== Excerpted text

Fatbike perfection in Paimio

Before Rovaniemi 150, I found out that I actually have a fatbiking paradise here in Paimio. There is a stunning snowmobile track that starts from the Valley of Paimio river, and continues through the countryside and forests of Kaleva village. I did a short video clip of the first part of the route earlier in February, which can be seen on YouTube.

I sent an invitation to fatbikers of Turku to join me for a ride on Sunday. The weather forecast was also looking finally great. This winter has been almost record cloudy, but the forecast was promising some sunshine in the daytime. 

Peter was the only one to join me. We started riding from my home just after sunrise and rode first to the valley. The morning was still cloudy.




The section in the valley has some nice, steep hills and stunning scenery.


A fatbike ride is not a real fatbike ride without a little bit of pushing.

The track conditions were great for fatbikes but certainly unrideable for other type of bikes.




A beautiful birch forest in the more remote part of the route.



After roughly three hours it was time for a coffee break.

Perfect timing, because the clouds started to move away from the sky and sun started to shine.





Late February at its best!





The final section consisted of roads, so we pumped more air to our fat tires.



What a great day with our fatbikes! Thanks Peter for the company, looking forward to snow crust next!

LATER EDIT: Peter's report is here.

Wednesday, February 20, 2013

Race Report: Rovaniemi 150 2013

The time had come, for my first winter endurance race, Rovaniemi 150. In 1997 I did my first road cycling race. If someone would have told me that 16 years later I would end up doing 150 km winter race on a very challenging route in Lapland, I would have had a hard time to believe it. But here I am, writing a race report of it.

====
== Given records

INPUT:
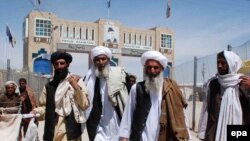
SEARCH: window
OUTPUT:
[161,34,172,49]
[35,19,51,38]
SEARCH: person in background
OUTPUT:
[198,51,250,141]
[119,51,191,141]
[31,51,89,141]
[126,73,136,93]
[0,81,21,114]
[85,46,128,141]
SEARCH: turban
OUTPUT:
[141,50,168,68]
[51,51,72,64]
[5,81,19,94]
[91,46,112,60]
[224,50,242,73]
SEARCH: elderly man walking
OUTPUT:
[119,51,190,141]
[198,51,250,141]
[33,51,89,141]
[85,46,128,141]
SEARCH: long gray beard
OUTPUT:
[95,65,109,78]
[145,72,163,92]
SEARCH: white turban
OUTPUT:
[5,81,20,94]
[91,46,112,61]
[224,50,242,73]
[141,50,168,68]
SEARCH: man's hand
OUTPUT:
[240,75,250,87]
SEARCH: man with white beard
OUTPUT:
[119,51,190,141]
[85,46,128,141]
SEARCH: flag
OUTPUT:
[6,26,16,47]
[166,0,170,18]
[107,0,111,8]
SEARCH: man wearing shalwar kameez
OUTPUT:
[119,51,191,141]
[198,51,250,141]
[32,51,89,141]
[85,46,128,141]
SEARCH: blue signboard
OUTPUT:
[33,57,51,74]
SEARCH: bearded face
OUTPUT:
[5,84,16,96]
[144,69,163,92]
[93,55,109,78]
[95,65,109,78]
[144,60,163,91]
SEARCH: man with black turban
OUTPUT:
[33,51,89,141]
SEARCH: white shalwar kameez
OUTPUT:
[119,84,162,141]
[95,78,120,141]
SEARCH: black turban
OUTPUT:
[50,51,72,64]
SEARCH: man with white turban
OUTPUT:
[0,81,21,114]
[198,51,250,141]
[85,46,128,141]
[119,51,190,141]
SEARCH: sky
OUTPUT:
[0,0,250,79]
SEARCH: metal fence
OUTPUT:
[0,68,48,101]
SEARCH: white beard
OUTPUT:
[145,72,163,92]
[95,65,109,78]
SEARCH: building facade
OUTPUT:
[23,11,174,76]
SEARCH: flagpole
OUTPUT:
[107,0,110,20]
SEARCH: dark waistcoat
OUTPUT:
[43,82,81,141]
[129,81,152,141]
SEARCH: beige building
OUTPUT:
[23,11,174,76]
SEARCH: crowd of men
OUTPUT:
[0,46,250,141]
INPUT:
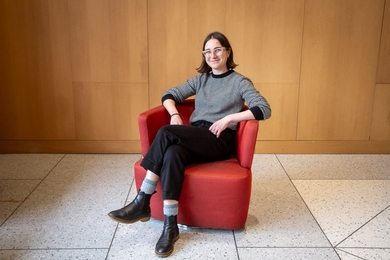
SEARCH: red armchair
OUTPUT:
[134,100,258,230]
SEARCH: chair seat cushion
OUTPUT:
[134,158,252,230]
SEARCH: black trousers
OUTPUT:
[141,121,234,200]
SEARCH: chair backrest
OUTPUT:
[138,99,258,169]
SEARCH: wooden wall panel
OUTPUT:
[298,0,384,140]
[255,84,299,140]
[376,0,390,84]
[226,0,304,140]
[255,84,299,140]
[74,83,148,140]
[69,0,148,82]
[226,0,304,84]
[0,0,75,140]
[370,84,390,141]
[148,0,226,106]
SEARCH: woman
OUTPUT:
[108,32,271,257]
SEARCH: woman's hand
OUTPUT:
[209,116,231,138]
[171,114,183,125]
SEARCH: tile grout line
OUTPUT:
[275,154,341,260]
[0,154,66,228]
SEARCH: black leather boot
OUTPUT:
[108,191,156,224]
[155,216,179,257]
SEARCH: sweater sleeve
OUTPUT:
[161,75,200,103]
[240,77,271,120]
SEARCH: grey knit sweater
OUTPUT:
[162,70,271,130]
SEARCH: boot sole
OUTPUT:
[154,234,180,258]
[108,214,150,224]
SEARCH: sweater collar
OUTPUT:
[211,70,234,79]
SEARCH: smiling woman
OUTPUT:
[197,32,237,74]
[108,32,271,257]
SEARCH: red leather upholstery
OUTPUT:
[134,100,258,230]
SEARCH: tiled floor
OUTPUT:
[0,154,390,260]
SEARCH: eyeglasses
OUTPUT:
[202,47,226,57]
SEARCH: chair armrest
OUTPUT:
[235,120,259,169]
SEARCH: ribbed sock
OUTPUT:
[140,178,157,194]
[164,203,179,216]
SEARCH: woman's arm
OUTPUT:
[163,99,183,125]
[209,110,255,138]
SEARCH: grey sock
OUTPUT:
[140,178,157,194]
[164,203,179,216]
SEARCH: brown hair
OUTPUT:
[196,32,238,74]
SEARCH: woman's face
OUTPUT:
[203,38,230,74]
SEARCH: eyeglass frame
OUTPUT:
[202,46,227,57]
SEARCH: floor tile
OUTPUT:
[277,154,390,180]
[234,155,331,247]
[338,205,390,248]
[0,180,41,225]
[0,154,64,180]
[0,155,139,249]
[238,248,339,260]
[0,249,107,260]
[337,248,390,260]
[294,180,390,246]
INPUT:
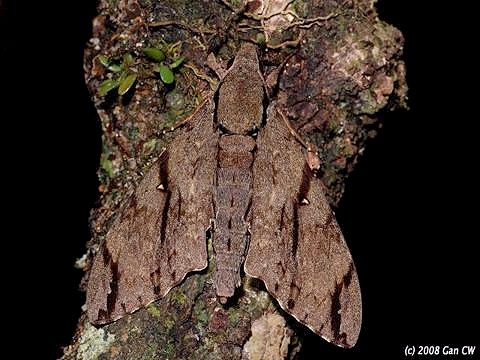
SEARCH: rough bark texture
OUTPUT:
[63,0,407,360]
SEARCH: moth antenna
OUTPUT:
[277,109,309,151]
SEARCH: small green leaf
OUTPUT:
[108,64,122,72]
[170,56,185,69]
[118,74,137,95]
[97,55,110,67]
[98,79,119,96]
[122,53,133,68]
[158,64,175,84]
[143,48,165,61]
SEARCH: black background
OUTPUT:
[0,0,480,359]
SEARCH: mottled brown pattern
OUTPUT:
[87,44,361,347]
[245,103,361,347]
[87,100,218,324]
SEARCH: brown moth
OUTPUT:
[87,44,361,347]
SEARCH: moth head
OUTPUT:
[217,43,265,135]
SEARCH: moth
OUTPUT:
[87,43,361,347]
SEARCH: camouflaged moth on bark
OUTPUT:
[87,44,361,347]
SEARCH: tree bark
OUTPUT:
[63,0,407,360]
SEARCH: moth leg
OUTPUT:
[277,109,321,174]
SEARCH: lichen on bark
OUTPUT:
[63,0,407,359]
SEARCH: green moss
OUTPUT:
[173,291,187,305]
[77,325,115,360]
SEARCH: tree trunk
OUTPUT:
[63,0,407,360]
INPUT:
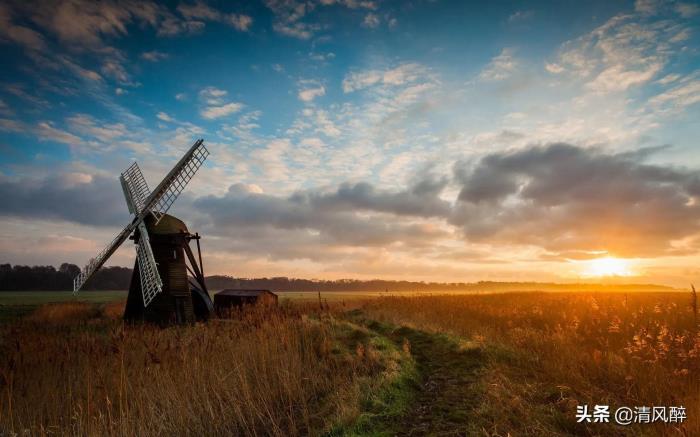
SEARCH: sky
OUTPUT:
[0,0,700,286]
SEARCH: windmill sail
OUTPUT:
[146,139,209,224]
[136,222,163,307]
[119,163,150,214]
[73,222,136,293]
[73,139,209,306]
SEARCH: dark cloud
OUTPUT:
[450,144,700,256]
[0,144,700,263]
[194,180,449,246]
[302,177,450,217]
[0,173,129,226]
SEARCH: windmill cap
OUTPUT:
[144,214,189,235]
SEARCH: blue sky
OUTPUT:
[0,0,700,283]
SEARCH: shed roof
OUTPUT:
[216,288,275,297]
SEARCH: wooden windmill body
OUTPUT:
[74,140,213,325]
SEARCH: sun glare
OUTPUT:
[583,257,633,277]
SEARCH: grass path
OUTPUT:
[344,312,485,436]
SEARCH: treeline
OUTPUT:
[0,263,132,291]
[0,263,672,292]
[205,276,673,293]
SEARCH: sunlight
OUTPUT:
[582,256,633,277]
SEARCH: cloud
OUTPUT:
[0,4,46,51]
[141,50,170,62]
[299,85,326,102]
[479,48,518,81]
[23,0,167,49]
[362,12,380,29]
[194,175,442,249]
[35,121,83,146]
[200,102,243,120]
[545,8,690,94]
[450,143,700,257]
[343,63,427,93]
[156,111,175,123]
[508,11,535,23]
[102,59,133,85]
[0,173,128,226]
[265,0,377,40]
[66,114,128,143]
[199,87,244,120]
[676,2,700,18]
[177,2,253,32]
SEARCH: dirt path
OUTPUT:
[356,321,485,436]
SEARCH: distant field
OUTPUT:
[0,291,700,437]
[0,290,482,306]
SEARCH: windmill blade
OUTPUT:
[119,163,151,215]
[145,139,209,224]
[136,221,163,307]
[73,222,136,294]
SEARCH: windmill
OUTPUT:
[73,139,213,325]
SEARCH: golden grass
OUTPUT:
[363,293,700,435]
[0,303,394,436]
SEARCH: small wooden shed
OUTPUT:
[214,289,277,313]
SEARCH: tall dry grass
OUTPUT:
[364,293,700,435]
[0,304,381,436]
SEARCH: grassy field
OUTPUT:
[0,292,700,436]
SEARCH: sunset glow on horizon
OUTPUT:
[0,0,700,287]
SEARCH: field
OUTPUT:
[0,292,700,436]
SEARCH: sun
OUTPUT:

====

● Given instruction 1
Answer from the fatbike ride account:
(a) Who was the only person who joined the ride?
(b) After roughly how long did the riders stop for a coffee break?
(c) What did the riders do because the final section consisted of roads?
● Given instruction 2
Write out the records unchanged from the line with "SEARCH: green moss" to the line with "[582,256,633,277]", including both of those lines, and leave the pictures out.
The fatbike ride account and the records have nothing to do with each other.

● Task response 1
(a) Peter.
(b) After roughly three hours.
(c) They pumped more air into their fat tires.

● Task response 2
SEARCH: green moss
OUTPUT:
[173,291,187,305]
[77,325,115,360]
SEARCH: tree trunk
OUTPUT:
[63,0,407,360]
INPUT:
SEARCH: sky
OUTPUT:
[0,0,700,286]
SEARCH: windmill sail
OUTPUT:
[146,139,209,224]
[136,222,163,307]
[119,163,150,214]
[73,222,136,293]
[73,139,209,306]
SEARCH: dark cloud
OUTPUT:
[450,144,700,256]
[0,144,700,263]
[194,180,449,246]
[302,177,450,217]
[0,173,129,226]
SEARCH: windmill cap
OUTPUT:
[144,214,189,235]
SEARCH: blue sky
OUTPUT:
[0,0,700,283]
SEARCH: shed roof
OUTPUT:
[216,288,275,297]
SEARCH: wooden windmill body
OUTPUT:
[74,140,213,325]
SEARCH: sun glare
OUTPUT:
[583,257,633,277]
SEARCH: grass path
OUTPUT:
[344,312,485,436]
SEARCH: treeline
OUTPUT:
[0,263,132,291]
[0,263,672,292]
[205,276,673,293]
SEARCH: sunlight
OUTPUT:
[582,256,633,277]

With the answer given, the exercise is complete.